PROBLEM DESCRIPTION: Having found the line that holds "Exercise. Spot the terracotta", give that line and all lines after it again, word for word, through the end of the data below.

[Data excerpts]

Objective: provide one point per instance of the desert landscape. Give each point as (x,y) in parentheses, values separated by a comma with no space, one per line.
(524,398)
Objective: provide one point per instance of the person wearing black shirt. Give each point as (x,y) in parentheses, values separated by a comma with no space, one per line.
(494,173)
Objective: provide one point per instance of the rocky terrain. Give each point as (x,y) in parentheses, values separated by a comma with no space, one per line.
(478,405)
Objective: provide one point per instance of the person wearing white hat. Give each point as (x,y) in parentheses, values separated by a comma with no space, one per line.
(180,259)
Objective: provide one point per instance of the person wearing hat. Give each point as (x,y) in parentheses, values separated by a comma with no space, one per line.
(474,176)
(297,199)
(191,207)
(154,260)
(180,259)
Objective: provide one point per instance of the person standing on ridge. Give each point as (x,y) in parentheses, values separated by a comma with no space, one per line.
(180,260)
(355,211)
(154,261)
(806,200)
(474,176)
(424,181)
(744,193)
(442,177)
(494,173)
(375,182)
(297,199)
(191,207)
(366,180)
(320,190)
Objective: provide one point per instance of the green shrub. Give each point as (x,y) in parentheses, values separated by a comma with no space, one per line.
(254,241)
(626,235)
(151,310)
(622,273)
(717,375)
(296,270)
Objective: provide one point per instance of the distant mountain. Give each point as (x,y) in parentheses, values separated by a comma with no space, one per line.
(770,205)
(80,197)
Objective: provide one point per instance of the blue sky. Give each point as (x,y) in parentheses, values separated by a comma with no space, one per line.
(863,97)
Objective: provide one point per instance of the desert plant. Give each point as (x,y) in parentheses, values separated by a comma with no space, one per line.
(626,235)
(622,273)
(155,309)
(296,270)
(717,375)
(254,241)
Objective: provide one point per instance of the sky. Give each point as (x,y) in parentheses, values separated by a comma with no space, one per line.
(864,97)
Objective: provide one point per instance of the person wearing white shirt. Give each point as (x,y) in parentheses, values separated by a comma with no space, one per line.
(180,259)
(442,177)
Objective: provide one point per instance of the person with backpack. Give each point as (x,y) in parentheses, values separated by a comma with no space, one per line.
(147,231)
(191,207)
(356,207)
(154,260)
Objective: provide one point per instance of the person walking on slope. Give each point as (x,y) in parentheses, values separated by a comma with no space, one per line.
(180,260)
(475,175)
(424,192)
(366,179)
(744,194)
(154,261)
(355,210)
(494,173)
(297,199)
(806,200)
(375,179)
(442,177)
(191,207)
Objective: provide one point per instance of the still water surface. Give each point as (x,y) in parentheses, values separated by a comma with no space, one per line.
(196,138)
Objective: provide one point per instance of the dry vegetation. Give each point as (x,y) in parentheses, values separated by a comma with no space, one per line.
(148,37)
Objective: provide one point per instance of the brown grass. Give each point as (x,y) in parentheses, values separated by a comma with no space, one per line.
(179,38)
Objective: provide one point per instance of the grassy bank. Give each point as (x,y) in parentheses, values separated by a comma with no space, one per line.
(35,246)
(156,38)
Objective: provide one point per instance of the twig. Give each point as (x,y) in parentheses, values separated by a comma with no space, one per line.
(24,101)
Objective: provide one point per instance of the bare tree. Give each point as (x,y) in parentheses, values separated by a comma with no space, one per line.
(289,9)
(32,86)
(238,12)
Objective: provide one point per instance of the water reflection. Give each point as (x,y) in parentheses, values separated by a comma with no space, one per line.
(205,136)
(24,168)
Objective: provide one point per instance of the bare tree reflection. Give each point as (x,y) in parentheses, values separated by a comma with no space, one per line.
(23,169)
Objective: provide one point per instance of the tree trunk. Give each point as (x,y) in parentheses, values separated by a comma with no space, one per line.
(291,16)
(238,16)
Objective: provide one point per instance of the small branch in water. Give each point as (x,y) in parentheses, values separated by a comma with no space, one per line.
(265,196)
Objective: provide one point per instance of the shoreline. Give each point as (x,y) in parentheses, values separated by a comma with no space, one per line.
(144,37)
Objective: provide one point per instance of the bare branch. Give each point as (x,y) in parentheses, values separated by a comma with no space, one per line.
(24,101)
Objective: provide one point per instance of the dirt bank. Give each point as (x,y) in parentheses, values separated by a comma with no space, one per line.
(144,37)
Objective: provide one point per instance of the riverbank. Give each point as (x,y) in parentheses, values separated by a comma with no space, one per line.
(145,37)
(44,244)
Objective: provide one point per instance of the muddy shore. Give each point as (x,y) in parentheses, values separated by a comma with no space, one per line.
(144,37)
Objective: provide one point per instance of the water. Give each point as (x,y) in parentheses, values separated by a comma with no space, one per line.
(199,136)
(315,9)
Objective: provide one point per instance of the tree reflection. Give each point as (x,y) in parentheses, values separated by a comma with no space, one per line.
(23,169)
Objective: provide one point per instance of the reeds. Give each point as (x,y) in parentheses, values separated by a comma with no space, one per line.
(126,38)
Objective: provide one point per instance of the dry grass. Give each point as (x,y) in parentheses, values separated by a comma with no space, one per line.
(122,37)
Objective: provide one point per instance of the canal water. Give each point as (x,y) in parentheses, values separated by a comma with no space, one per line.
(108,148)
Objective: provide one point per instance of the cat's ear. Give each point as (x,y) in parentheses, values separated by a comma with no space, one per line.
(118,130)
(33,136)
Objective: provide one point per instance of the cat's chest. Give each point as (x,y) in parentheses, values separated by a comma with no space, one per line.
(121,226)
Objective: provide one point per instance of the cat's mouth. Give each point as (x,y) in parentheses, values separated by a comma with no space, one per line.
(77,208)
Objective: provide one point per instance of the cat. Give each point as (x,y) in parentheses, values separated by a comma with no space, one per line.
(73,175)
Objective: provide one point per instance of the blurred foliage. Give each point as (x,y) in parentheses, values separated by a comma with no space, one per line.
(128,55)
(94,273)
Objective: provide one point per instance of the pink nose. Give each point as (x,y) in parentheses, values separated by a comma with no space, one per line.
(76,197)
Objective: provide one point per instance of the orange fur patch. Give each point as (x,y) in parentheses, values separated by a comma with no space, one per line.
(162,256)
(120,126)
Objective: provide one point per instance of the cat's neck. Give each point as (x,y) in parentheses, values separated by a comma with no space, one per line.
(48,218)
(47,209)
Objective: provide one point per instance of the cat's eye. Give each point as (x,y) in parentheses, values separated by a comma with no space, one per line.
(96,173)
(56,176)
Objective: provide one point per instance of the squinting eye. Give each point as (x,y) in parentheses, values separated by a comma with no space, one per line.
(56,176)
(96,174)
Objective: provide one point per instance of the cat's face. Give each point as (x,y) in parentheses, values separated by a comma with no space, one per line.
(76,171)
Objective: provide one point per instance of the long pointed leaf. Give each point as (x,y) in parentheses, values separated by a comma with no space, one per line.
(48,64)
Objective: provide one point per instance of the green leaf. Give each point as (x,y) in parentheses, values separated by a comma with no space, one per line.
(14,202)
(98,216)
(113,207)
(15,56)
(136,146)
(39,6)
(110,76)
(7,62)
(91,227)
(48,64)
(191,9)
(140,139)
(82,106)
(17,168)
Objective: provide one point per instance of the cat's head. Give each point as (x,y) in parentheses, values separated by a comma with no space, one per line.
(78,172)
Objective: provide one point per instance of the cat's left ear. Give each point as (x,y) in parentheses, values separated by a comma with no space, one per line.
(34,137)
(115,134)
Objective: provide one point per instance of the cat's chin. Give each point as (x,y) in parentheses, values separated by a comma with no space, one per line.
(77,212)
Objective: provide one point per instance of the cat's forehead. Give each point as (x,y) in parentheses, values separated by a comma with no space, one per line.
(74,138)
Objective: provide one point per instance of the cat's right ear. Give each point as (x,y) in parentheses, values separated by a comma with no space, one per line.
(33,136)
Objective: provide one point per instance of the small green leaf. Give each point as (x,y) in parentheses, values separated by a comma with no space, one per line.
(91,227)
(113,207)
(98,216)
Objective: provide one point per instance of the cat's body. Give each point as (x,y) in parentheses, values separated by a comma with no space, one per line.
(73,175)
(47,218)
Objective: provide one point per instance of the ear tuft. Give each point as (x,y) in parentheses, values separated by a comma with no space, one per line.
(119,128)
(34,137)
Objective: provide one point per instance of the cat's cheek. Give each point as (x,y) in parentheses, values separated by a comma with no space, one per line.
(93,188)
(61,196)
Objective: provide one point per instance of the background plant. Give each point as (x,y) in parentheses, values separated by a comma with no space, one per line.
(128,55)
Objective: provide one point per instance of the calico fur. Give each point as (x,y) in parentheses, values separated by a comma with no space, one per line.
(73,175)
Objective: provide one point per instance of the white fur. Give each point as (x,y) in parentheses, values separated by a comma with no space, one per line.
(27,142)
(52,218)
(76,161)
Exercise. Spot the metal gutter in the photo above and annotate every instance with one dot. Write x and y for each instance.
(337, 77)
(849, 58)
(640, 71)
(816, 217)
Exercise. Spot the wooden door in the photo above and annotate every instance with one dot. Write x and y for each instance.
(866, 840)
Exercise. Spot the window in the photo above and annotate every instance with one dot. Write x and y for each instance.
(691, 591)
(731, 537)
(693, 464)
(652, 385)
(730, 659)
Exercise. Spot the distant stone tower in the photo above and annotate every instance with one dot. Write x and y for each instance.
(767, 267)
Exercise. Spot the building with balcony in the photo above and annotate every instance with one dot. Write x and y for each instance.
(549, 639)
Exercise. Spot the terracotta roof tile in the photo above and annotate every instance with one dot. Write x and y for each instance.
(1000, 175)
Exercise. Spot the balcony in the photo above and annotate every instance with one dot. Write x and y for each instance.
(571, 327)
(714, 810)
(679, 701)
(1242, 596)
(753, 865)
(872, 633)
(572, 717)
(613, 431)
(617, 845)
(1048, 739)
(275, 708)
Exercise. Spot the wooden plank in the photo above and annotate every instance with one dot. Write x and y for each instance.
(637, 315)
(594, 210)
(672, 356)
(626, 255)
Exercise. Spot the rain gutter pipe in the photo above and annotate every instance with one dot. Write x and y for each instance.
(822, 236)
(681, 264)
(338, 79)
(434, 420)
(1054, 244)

YOUR SOLUTION:
Exercise. Spot the terracotta roof tile in the photo above and annotate every instance with one dot. Write x and y for each instance.
(1000, 175)
Exercise. Spot the balcony in the photo above and annotate every instance with one dot. Write x and y for each instance.
(571, 327)
(714, 810)
(679, 701)
(1242, 596)
(753, 865)
(872, 633)
(572, 717)
(613, 431)
(617, 845)
(1048, 739)
(275, 708)
Exercise. Spot the wooden plank in the photo above and annotate every instance with one dot. Write x and y for each instance.
(637, 315)
(594, 210)
(672, 356)
(626, 255)
Exercise. Spot the rain gutter pipe in the photo above and annotate every instance with one dot. Write x and y for each instance.
(822, 236)
(681, 264)
(338, 79)
(434, 420)
(1054, 244)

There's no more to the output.